### Task prompt:
Reproduce the whole of the data exactly.

[[ Source material open ]]

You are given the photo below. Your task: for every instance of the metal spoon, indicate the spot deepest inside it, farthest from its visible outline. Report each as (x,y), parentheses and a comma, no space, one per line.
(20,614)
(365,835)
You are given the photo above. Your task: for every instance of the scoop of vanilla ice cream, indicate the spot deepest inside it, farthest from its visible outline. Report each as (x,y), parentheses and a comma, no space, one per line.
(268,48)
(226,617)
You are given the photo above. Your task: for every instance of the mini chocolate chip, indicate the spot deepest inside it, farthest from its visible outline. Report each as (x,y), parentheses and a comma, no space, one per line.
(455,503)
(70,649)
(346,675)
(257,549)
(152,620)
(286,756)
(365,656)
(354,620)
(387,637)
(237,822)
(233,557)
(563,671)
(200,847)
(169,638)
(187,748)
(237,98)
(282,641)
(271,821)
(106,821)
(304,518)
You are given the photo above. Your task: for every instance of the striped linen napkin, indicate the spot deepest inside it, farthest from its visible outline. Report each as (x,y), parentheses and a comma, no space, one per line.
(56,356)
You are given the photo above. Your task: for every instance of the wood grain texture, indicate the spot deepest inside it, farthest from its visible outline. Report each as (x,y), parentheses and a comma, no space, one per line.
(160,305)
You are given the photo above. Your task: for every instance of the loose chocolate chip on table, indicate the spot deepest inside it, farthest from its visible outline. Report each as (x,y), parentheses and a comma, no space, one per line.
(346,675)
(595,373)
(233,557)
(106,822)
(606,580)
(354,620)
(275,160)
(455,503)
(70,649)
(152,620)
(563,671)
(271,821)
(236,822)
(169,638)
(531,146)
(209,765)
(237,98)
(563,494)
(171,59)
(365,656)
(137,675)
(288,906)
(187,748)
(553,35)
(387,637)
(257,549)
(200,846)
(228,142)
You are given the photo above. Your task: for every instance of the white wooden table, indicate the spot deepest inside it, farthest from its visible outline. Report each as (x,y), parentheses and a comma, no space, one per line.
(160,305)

[[ Source material closed ]]

### Answer to the problem:
You are given the photo below. Your task: for every instance of the metal spoon, indicate the spot deepest inside it, farthest from its visible outline. Report each as (x,y), parentheses and a comma, no space, one per line.
(20,614)
(365,835)
You are given the photo above. Your task: for every instance of the scoop of vanilla ice cream, indicate the spot deepest inside it, farthest from its visible outline. Report each as (x,y), parentheses and a comma, no space, one per line.
(268,48)
(226,617)
You are given the photo above. Your task: for every instance of the mini chocolate chip, indicate the spot deepest inside it, farthest from its visible outline. Report each as (x,y), parentheses and a comma, no space, one per line.
(455,503)
(70,649)
(346,675)
(257,549)
(152,620)
(286,756)
(365,656)
(354,620)
(387,637)
(237,822)
(233,557)
(563,671)
(200,847)
(169,638)
(187,748)
(237,98)
(282,641)
(271,821)
(106,821)
(304,518)
You are given the photo above. Your task: for every instance of the striped linen napkin, indicate the spot deepest inside it, farthest from its visible outline. Report each as (x,y), parentheses and a comma, no space, one per line.
(56,356)
You are given the photo above. Your task: for every instance of the wood grain texture, indicate the spot deepest inside it, farthest from its visible outline. Report each as (x,y), parentheses and a comma, no space, one per line.
(160,305)
You are given the photo above. Your task: for every instance of the loose chocolate chip on table, indicate the spot deepest inside it, farthest from its visible outline. Report each as (x,y), parentheses and a comma, no space, one per line.
(346,675)
(595,373)
(233,557)
(106,822)
(606,580)
(354,620)
(275,160)
(455,503)
(70,649)
(152,620)
(563,671)
(271,821)
(236,822)
(169,638)
(531,146)
(209,765)
(237,98)
(563,494)
(171,59)
(365,656)
(137,675)
(288,906)
(187,748)
(553,35)
(387,637)
(257,549)
(200,846)
(228,142)
You are given the photo above. Your task: for every instance of the white wooden table, indicate the spot deepest inside it, farthest from its visible outline. Report each as (x,y), parentheses and a comma, no space, one per line.
(160,305)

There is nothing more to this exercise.